• EXERCISE GOAL:
The required output is the complete listing, copied word for word.

[[ SOURCE DATA open ]]

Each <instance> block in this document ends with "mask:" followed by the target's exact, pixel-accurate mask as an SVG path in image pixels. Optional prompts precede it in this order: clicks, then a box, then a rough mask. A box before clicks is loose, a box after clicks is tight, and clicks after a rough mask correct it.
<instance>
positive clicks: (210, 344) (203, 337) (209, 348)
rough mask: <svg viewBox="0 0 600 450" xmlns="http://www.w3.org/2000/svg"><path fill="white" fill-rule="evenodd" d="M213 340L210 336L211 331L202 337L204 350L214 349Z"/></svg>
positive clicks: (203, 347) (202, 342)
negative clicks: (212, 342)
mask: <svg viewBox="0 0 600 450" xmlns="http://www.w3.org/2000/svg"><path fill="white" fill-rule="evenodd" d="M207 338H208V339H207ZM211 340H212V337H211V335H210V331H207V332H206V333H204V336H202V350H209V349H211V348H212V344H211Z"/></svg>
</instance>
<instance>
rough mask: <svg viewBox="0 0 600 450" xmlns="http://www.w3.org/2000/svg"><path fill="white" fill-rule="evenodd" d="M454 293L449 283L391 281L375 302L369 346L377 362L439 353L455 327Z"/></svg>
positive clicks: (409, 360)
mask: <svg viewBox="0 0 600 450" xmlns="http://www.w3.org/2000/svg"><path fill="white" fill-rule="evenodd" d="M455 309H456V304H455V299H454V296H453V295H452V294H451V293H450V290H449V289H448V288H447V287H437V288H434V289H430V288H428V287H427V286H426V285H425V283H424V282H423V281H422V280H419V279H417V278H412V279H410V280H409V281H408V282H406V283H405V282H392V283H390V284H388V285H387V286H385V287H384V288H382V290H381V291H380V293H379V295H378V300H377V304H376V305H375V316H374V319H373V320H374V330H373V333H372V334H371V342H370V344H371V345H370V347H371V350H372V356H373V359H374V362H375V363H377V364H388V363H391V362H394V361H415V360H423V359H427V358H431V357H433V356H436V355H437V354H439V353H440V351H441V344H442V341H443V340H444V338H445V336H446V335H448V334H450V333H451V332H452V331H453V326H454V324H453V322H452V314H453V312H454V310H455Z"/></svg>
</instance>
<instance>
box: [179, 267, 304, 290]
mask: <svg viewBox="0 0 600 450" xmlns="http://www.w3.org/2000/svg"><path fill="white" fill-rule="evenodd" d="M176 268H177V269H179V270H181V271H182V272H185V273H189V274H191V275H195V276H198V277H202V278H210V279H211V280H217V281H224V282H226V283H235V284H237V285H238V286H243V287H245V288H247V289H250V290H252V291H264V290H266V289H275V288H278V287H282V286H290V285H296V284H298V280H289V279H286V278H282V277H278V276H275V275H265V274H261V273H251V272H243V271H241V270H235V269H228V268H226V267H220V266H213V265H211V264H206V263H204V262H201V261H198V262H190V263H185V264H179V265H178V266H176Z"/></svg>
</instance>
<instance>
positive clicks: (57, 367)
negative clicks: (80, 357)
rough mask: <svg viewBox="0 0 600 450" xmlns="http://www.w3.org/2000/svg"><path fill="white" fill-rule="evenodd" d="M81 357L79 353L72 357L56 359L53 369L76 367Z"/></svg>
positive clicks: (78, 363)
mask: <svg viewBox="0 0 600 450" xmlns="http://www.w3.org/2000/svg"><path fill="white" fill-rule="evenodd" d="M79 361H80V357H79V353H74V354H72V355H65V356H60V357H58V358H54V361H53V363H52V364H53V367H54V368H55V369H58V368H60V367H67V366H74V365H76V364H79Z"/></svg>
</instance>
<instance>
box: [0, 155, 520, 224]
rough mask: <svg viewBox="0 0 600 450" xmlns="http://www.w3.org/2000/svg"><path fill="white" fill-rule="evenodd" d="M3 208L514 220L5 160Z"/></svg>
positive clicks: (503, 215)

[[ SOURCE DATA closed ]]

• WRITTEN ANSWER:
Each <instance> block in this document ends with "mask:" followed by the target's exact, pixel-accurate mask as an SVG path in image pixels. Optional prompts precede it in this order: clicks, then a box, then a rough mask. A box before clicks is loose, a box after clicks is tight, and clicks after a rough mask correct it.
<instance>
positive clicks: (210, 344) (203, 337) (209, 348)
rough mask: <svg viewBox="0 0 600 450" xmlns="http://www.w3.org/2000/svg"><path fill="white" fill-rule="evenodd" d="M213 340L210 336L211 331L202 337L204 350L214 349Z"/></svg>
positive clicks: (203, 347) (202, 342)
negative clicks: (212, 342)
mask: <svg viewBox="0 0 600 450" xmlns="http://www.w3.org/2000/svg"><path fill="white" fill-rule="evenodd" d="M207 338H208V339H207ZM211 340H212V337H211V335H210V331H207V332H206V333H204V336H202V350H209V349H211V348H212V344H211Z"/></svg>
</instance>
<instance>
rough mask: <svg viewBox="0 0 600 450" xmlns="http://www.w3.org/2000/svg"><path fill="white" fill-rule="evenodd" d="M454 293L449 283L391 281L375 302L369 346L377 362L439 353L455 327Z"/></svg>
positive clicks: (409, 360)
mask: <svg viewBox="0 0 600 450" xmlns="http://www.w3.org/2000/svg"><path fill="white" fill-rule="evenodd" d="M455 309H456V304H455V299H454V296H453V295H452V294H451V293H450V290H449V289H448V288H447V287H437V288H434V289H430V288H428V287H427V286H426V285H425V283H424V282H423V281H422V280H419V279H417V278H412V279H410V280H409V281H408V282H406V283H405V282H392V283H390V284H388V285H387V286H385V287H384V288H382V290H381V291H380V293H379V295H378V300H377V304H376V305H375V316H374V319H373V320H374V330H373V333H372V334H371V342H370V344H371V345H370V347H371V350H372V356H373V359H374V362H375V363H377V364H388V363H391V362H394V361H415V360H423V359H427V358H431V357H433V356H436V355H437V354H439V353H440V351H441V344H442V341H443V340H444V338H445V336H446V335H448V334H450V333H451V332H452V331H453V326H454V324H453V322H452V314H453V312H454V310H455Z"/></svg>
</instance>
<instance>
box: [179, 267, 304, 290]
mask: <svg viewBox="0 0 600 450" xmlns="http://www.w3.org/2000/svg"><path fill="white" fill-rule="evenodd" d="M176 268H177V269H179V270H181V271H182V272H185V273H189V274H191V275H195V276H198V277H202V278H210V279H211V280H217V281H224V282H226V283H235V284H237V285H238V286H243V287H245V288H247V289H250V290H252V291H264V290H266V289H275V288H278V287H282V286H290V285H296V284H298V280H289V279H286V278H282V277H278V276H275V275H265V274H261V273H251V272H243V271H241V270H235V269H228V268H226V267H220V266H213V265H211V264H206V263H204V262H201V261H198V262H190V263H185V264H179V265H178V266H176Z"/></svg>
</instance>
<instance>
positive clicks: (57, 367)
negative clicks: (80, 357)
rough mask: <svg viewBox="0 0 600 450" xmlns="http://www.w3.org/2000/svg"><path fill="white" fill-rule="evenodd" d="M81 357L79 353L72 357L56 359L53 369L76 367Z"/></svg>
positive clicks: (78, 363)
mask: <svg viewBox="0 0 600 450" xmlns="http://www.w3.org/2000/svg"><path fill="white" fill-rule="evenodd" d="M79 361H80V357H79V353H74V354H72V355H65V356H60V357H58V358H54V361H53V363H52V364H53V367H54V368H55V369H58V368H60V367H67V366H74V365H76V364H79Z"/></svg>
</instance>
<instance>
box: [0, 155, 520, 224]
rough mask: <svg viewBox="0 0 600 450" xmlns="http://www.w3.org/2000/svg"><path fill="white" fill-rule="evenodd" d="M3 208L514 220L5 160Z"/></svg>
positive clicks: (503, 215)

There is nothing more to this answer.